Set exercise: Reproduce every line from the one containing "Objective - one point per instance of the metal" down to the one containing "Objective - one point per instance of the rocky slope", both included, copying each line verbatim.

[Collection entries]

========================================================================

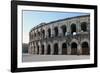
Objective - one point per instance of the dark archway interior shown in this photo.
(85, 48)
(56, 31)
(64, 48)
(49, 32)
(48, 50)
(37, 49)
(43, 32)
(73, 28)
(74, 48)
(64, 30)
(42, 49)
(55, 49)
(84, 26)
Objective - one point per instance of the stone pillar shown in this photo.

========================================================================

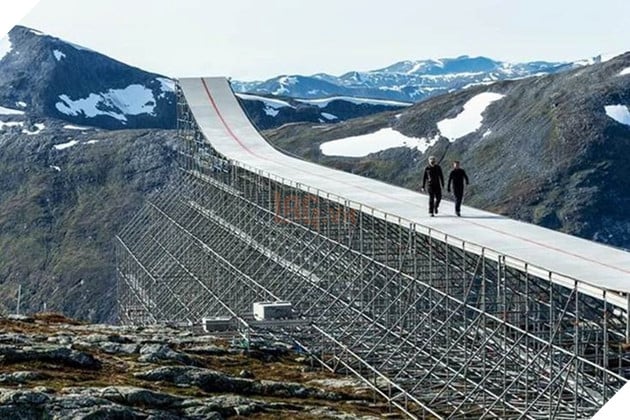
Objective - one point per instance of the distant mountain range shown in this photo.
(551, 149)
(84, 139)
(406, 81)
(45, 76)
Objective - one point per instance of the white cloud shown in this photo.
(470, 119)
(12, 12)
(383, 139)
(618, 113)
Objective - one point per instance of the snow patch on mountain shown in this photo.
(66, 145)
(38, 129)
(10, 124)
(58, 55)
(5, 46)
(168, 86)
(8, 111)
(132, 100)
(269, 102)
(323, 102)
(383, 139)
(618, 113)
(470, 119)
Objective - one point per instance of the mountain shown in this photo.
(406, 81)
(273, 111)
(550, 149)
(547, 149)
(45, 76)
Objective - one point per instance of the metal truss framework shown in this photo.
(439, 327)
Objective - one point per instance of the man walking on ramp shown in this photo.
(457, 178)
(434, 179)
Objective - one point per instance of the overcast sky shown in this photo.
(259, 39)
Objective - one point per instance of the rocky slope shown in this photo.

========================================================================

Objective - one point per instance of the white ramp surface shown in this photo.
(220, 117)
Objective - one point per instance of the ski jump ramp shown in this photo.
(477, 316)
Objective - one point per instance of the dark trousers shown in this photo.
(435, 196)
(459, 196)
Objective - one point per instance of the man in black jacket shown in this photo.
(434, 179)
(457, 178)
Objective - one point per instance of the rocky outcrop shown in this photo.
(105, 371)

========================================================================

Exercise solution:
Objective - one point per instance of the metal truss framework shown in this photo.
(439, 327)
Objective - one point per instance of the man walking on ramp shown in this photo.
(457, 178)
(434, 179)
Objective - one point per instance of the overcast sky shown in this photo.
(259, 39)
Objective - one point per instance of the rocky slope shown in this photo.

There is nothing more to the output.